▶ [Task instructions] Copy the rows below verbatim, starting with the line that contains "Could you locate the silver" and ending with the line that contains "[0,0,120,56]", both included.
-- Exercise data start --
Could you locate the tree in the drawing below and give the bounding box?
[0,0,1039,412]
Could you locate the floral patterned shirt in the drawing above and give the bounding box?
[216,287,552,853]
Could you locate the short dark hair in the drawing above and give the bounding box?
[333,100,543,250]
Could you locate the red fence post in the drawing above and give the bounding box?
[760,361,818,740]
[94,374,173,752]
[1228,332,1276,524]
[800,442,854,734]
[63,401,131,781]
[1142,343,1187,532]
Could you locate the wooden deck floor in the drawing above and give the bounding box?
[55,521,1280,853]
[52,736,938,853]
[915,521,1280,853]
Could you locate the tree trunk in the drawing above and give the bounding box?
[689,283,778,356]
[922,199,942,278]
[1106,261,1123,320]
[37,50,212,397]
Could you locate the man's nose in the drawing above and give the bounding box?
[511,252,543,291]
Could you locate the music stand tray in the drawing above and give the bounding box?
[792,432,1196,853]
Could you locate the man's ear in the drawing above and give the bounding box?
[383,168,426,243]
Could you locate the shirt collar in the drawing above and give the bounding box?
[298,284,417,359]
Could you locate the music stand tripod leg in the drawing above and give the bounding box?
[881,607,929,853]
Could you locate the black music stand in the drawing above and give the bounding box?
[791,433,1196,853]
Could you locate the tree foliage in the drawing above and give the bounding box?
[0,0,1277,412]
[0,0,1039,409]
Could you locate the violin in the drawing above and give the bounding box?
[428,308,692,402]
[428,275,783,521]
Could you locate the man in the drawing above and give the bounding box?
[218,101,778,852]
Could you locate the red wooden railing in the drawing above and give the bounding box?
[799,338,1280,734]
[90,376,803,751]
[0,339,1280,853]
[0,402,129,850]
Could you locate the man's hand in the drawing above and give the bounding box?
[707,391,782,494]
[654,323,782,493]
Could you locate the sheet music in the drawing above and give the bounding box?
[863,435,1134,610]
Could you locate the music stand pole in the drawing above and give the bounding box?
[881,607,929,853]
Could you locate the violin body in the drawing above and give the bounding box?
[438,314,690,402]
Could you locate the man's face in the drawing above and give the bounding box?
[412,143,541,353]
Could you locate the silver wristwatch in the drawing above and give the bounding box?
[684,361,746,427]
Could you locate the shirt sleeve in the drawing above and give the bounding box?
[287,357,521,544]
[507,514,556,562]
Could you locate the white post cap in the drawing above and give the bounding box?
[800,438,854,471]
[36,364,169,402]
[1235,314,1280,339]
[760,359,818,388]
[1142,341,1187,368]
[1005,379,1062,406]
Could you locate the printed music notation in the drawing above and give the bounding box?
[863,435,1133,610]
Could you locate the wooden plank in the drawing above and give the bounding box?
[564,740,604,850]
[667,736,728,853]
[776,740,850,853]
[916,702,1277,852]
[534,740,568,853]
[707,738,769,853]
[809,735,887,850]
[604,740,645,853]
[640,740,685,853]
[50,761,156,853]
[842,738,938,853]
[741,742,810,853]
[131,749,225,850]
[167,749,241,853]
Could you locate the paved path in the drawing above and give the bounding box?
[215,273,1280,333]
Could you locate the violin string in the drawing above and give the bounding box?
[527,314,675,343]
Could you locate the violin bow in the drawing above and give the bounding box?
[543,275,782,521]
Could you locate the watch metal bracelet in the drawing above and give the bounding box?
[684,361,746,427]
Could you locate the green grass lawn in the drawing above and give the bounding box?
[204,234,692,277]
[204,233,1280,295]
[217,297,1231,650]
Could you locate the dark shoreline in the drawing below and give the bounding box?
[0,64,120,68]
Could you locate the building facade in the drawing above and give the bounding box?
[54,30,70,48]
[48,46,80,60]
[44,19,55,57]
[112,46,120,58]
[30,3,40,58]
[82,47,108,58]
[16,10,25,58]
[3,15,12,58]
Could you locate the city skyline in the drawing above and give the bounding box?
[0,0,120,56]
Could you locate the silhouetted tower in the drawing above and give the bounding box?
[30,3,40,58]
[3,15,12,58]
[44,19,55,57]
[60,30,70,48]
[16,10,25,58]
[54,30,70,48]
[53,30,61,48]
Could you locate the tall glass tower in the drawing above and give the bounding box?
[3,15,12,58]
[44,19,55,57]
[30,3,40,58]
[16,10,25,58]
-- Exercise data end --
▶ [The output]
Could you locate the silver wristwatch in the drawing above and give the bounding box?
[684,361,746,427]
Could you locate the shirt sleeve in the drawing above and give the bounding box?
[287,357,521,544]
[507,514,556,562]
Could you locate the white post cap in the drawing above and give the bounding box?
[800,438,854,471]
[36,364,169,402]
[1235,314,1280,339]
[760,359,818,388]
[1142,341,1187,368]
[1005,379,1062,406]
Could you locate the printed music notation in the drawing above and give the bounding box?
[863,435,1133,610]
Could you locate the wooden plank in the drawing above and give the bounding box?
[564,740,604,850]
[667,736,728,853]
[776,740,850,853]
[916,702,1277,852]
[534,740,568,853]
[707,738,769,853]
[809,735,887,850]
[604,740,645,853]
[640,740,685,853]
[50,761,156,853]
[842,738,938,853]
[741,742,810,853]
[131,749,225,850]
[167,749,241,853]
Could you locate the paved path in the drawing above and give the bounding box?
[215,273,1280,333]
Could you locate the violin string in the drawing above and give the bounding box?
[527,314,675,343]
Could you locate the violin bow in the drawing above and give the bounding box?
[543,275,782,521]
Could you locate the watch metal bracelet in the drawing above and give the bounding box?
[684,361,746,427]
Could you locate the green grass lawn in the drawing above and give the bounding box?
[204,234,692,277]
[204,233,1280,295]
[217,297,1231,650]
Could you locate the dark shoreline in the drawing below and give the bounding box?
[0,64,120,68]
Could you locate the building facade in the drawing above and give the bounding box?
[54,30,70,48]
[48,46,80,60]
[44,19,55,57]
[112,46,120,58]
[30,3,40,58]
[82,47,108,58]
[16,10,25,58]
[3,15,12,58]
Could you locate the city skyline in the drawing above and give the bounding box?
[0,0,120,56]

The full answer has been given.